(Records of labeled points)
-- START --
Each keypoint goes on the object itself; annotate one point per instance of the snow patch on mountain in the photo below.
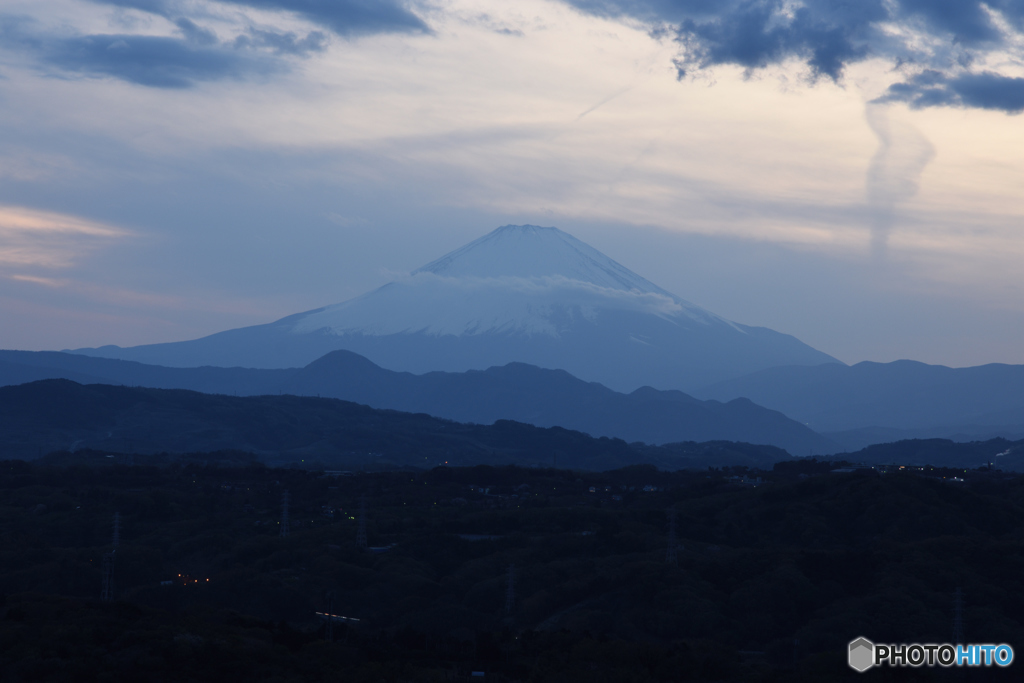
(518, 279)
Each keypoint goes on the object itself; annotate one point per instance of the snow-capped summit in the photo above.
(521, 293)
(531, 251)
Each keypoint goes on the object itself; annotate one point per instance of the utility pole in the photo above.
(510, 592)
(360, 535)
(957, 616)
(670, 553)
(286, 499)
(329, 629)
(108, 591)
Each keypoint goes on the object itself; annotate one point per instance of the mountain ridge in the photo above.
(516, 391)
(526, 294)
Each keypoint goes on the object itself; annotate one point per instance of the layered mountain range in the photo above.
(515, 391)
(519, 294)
-- END --
-- START --
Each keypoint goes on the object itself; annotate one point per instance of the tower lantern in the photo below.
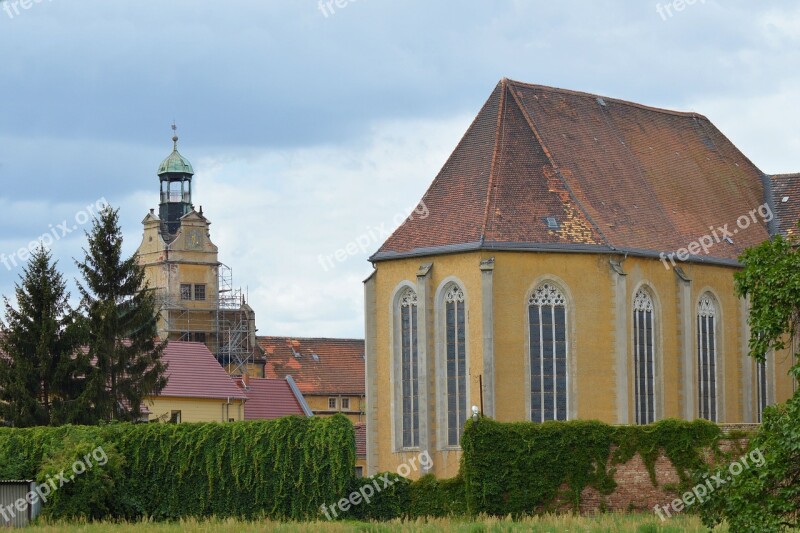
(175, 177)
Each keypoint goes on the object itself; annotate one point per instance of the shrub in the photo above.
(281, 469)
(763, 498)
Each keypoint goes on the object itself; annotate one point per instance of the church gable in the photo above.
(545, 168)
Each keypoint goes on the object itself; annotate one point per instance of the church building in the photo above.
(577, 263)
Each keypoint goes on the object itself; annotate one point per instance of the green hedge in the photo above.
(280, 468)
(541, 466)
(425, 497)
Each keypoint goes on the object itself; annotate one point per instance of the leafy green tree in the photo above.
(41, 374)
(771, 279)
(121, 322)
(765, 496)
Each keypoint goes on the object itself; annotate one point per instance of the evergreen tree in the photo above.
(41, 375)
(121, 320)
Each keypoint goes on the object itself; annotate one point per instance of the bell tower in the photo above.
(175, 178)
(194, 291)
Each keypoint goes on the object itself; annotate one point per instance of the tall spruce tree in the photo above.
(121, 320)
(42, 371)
-- END --
§ **TASK DESCRIPTION**
Select every line in the records above that contains the word "church", and copy each one out.

§ **OUTPUT FOR THIS TASK**
Each keypoint goes on the object itself; annotate one point per instance of the church gable in the photo above.
Each keypoint goes on the object itself; annotate one point per instance of the church building in the photo above.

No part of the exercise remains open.